ЧТО ТРЕБУЕТСЯ –
По тексту об убийстве Кирова ответьте на вопросы:
1. Какой датой помечено закрытое письмо ЦК ВКП(б) «Уроки событий, связанных со злодейским убийством тов. Кирова»?
2. На какой срок осудили Медведя и Запорожца?
3. Где и когда прошла выездная судебная сессия Военной коллегии Верховного суда СССР?

74779.fb2
Приговор констатировал: «Судебное следствие не установило фактов, которые давали бы основание квалифицировать преступления зиновьевцев как подстрекательства к убийству С.М. Кирова». Этот вывод лег и в основу «закрытого письма ЦК ВКП(б)» от 18 января 1935 года «Уроки событий, связанных со злодейским убийством тов. Кирова»
Внешне оно было политически резким. В письме констатировалось, что «зиновьевцы ради достижения своих преступных целей скатились в болото контрреволюционного авантюризма, в болото антисоветского индивидуального террора, наконец, в болото завязывания связей с латвийским консулом в Ленинграде, агентом немецко-фашистских интервенционистов».
Но одновременно указывалось, что «московский центр» «не знал, по-видимому, о подготовлявшемся убийстве т. Кирова». Более того, ЦК обвинил руководителей центра не в терроризме, а в карьеризме!
В закрытом письме подчеркивалось: «Их объединяла одна общая беспринципная, чисто карьеристическая цель – добиться руководящего положения в партии и правительстве и получить во что бы то ни стало высокие посты».
Уже одно это опровергает бытующее в историографии мнение, будто бы Сталин «использовал факт убийства Кирова для развязывания в стране кровавого террора и расправы над своими идейными и мнимыми противниками».
Не стали кровавыми и еще два, последовавшие один за другим, процесса, связанные с убийством в Смольном. 16 января Особое совещание при НКВД СССР во главе с Ягодой рассмотрело дело «Ленинградской контрреволюционной зиновьевской группы Сафарова, Залуцкого, Цейтлина и других». Подсудимые были осуждены лишь к различным срокам заключения в лагерях и ссылкам.
Еще одним звеном в этой судебной цепи стало 23 января, когда в Москве Военная коллегия Верховного суда СССР осудила 12 работников Ленинградского НКВД. Им вменялась в вину «преступная бездеятельность». Начальника отдела УНКВД по Ленинградской области Медведя и его первого заместителя Запорожца приговорили к тюремному заключению на срок 3 года. Других обвиняемых, в числе которых были отпустивший Николаева после ареста начальник Оперода Губин, замначальника Особого отдела Янишевский и начальник отделения охраны Котомкин, осудили к двум годам.
В приговоре отмечалось, что они, «располагая сведениями о готовившемся покушении на тов. С.М. Кирова, проявили не только невнимательное отношение, но и преступную халатность к основным требованиям охраны государственной безопасности, не приняв необходимых мер охраны». Завершила этот цикл процессов выездная судебная сессия Военной коллегии Верховного суда СССР, состоявшаяся 9 марта в Ленинграде. На ней «за соучастие в совершении Николаевым теракта» приговорили к расстрелу жену Николаева, ее сестру и мужа ее сестры.
Конечно, руководство страны не могло оставить без последствий деятельность людей, так или иначе причастных к убийству члена Политбюро. Как и тех, кто создавал нестабильную обстановку в Ленинграде. Был принят ряд превентивных мер. И тон разговора с оппозицией изменился. Но могло ли быть иначе?

ЗАПИСИ НАБОРА ДАННЫХ –
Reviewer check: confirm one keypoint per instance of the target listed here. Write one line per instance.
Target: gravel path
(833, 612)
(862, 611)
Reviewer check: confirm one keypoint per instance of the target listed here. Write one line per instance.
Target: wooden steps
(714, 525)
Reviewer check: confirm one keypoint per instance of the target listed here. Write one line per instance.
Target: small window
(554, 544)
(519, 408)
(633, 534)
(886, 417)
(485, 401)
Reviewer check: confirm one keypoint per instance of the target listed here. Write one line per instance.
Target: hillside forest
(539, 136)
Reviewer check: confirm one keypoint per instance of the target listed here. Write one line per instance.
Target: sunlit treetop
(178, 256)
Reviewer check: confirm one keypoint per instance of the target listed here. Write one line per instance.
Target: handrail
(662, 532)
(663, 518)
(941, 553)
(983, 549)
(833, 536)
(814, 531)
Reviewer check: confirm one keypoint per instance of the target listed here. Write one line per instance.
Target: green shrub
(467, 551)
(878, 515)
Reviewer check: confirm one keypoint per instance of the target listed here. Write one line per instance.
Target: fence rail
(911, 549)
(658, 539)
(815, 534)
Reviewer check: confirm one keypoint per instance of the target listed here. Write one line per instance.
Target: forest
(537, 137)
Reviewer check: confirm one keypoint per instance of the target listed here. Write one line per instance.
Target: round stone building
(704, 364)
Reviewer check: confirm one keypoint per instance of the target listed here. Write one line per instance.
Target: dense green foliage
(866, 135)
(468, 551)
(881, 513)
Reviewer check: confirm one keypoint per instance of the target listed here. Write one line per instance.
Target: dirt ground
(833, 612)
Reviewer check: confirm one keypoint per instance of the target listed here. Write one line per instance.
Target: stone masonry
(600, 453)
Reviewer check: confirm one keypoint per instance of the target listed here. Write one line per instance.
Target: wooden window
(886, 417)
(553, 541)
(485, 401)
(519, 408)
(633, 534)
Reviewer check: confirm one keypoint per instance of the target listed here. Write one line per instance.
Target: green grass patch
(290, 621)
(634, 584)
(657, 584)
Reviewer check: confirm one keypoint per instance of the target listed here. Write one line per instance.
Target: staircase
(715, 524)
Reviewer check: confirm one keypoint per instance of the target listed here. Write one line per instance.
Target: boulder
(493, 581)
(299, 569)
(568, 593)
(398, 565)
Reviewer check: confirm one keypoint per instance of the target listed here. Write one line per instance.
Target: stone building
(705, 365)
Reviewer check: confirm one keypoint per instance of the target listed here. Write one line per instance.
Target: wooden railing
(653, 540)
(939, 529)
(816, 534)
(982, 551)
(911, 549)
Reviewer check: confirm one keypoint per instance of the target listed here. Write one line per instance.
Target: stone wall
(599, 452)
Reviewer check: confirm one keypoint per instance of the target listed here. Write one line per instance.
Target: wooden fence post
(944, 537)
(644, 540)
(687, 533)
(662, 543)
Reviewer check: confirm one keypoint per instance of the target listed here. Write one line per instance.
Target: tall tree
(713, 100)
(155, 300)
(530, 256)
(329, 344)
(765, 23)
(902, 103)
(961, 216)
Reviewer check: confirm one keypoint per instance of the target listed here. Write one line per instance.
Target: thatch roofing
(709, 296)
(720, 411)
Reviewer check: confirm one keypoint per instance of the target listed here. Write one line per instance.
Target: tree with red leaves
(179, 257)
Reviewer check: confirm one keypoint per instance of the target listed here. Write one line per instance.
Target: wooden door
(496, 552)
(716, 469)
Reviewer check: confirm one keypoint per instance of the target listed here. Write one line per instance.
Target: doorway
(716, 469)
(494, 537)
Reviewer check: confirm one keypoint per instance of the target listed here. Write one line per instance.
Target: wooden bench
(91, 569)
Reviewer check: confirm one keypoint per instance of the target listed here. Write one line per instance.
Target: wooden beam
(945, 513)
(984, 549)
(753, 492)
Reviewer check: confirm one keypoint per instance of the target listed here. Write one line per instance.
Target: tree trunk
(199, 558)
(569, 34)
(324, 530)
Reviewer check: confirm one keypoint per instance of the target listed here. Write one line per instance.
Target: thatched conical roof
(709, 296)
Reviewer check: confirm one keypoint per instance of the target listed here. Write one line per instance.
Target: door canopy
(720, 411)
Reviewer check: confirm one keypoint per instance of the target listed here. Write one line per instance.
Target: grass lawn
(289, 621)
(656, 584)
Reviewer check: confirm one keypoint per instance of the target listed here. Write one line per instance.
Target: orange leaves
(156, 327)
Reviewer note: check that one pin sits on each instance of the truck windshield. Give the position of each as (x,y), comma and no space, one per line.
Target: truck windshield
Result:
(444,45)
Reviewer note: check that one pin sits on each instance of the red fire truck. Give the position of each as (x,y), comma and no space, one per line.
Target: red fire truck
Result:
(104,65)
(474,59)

ИТОГОВЫЙ ОТВЕТ –
1. 18 января 1935 года.
2. На 3 года тюремного заключения.
3. 9 марта в Ленинграде.